# Baron on film!



## DNL2448 (Feb 13, 2009)

Neat! I give Baron a 10 on style, 10 on trainability and a 100 on HAPPY!


----------



## Casey and Samson's Mom (Sep 24, 2011)

My Samson is one of Susan's boys! I saw this video on facebook and just love it! He is a wonderful, wonderful dog! Plus, Susan has obviously put mega effort into training him. I am starting to think that my next dog might be a Baron boy!!


----------



## sterregold (Dec 9, 2009)

Thanks, Susan and I are both really pleased with how he is growing up.


----------



## hollyk (Feb 21, 2009)

You must be very pleased with this litter. Baron looks great!
I'm a little blind obsessed right now, but his blinds look fabulous. What a wonderful boy.


----------



## Tamarackgoldens (Mar 10, 2010)

§ **MATERIAL SUPPLIED**
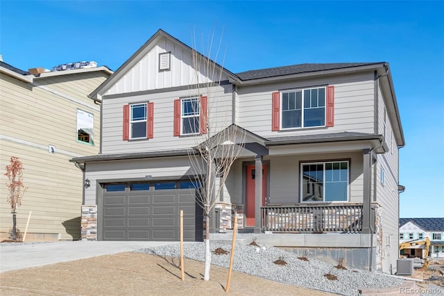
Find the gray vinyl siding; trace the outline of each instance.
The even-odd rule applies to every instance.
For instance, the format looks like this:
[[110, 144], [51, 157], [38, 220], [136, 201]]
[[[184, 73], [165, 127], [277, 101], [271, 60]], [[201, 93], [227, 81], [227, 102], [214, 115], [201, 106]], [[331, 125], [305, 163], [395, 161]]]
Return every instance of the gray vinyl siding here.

§ **DIRECTIVE A**
Please reproduce the Baron forum thread word for word, everything from "## hollyk (Feb" down to "(Mar 10, 2010)".
§ **DIRECTIVE B**
In the Baron forum thread, where did Casey and Samson's Mom see the video?
§ **DIRECTIVE C**
Continue the Baron forum thread from the point where it stops.

§ **REPLY A**
## hollyk (Feb 21, 2009)

You must be very pleased with this litter. Baron looks great!
I'm a little blind obsessed right now, but his blinds look fabulous. What a wonderful boy.


----------



## Tamarackgoldens (Mar 10, 2010)

§ **REPLY B**
On Facebook.

§ **REPLY C**
Very handsome. Love his drive. Good swimmer. If you are his breeder you certainly can be proud and deserve cudos.


----------



## sterregold (Dec 9, 2009)

Tamarackgoldens said:


> Very handsome. Love his drive. Good swimmer. If you are his breeder you certainly can be proud and deserve cudos.


Thanks, Sue. I am really glad I went to all of the trouble I did to make that breeding happen! He is my MH girl Breeze bred to Mercedes Hitchcock's Trey, who is MH***. It definitely added some of what I wanted to improve on in my girl.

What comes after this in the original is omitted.